(Point labeling records)
★ ★ ★ ★ ★ ★ ★
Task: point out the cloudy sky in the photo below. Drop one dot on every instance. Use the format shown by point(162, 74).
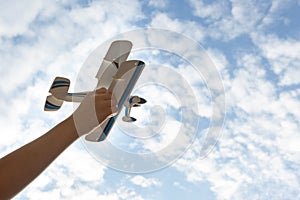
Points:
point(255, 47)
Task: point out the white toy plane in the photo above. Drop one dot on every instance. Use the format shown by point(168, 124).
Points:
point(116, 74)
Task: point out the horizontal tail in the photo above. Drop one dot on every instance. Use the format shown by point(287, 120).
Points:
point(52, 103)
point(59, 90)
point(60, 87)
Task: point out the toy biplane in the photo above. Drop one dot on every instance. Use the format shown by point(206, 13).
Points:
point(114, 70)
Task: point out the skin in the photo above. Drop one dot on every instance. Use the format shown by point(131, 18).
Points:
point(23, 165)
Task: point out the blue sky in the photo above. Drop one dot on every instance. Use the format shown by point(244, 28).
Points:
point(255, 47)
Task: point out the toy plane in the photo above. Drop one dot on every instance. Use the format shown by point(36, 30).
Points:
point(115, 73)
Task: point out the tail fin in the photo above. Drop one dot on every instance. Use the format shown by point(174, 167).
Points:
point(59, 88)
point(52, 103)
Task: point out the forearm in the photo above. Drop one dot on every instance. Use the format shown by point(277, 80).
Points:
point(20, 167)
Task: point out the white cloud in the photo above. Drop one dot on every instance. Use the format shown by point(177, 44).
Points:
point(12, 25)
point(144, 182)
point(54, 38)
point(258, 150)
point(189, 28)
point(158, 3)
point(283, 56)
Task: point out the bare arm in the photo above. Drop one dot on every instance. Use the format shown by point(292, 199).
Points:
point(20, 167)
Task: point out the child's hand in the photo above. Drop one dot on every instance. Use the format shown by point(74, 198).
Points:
★ ★ ★ ★ ★ ★ ★
→ **Exercise instructions**:
Write out all of the records above again, substituting "Place a single dot" for every occurrence of "Drop one dot" and leaving everything else unchanged. Omit the pictures from your answer.

→ **Written response**:
Task: point out the cloudy sky in the photo below. Place a single dot on every instance. Use the format shown by point(162, 74).
Points:
point(255, 47)
Task: point out the white toy plane in the photo above. Place a single dot on every instance. Use the format shown by point(168, 124).
Points:
point(116, 74)
Task: point out the horizontal tail in the photo above. Place a single dot on every instance. Use the format shown by point(287, 120).
Points:
point(52, 103)
point(59, 90)
point(60, 87)
Task: point out the toy biplane in the photo above. Place a single dot on every instance. Use the format shown by point(206, 13).
Points:
point(114, 70)
Task: point out the skin in the photo above. Place a single dot on every instance. Use the format shown by point(131, 18).
Points:
point(23, 165)
Task: point out the blue sky in the photo above. Place a single dot on every instance. Use the format shown by point(244, 28).
Points:
point(255, 47)
Task: point out the toy plane in the photo above. Place a single dot on every instance. Use the format shown by point(36, 30).
Points:
point(115, 73)
Task: point out the tail fin in the photo above. Place a single dot on every instance. Use the format shown by point(174, 167).
Points:
point(59, 88)
point(52, 103)
Task: point out the forearm in the photo above. Place a single dot on every instance. Use the format shown by point(277, 80).
Points:
point(20, 167)
Task: point out the white cloud in the photo above. Place a single dot on every instance. Use the format shown by point(177, 44).
Points:
point(12, 25)
point(144, 182)
point(54, 38)
point(258, 150)
point(189, 28)
point(158, 3)
point(283, 56)
Task: point out the bare arm in the photo above. Place a single dot on every instance. Use the format shown by point(292, 199).
Points:
point(20, 167)
Task: point out the child's hand in the photo above. Place a single dot on every instance. Use the format shown by point(74, 198).
Points:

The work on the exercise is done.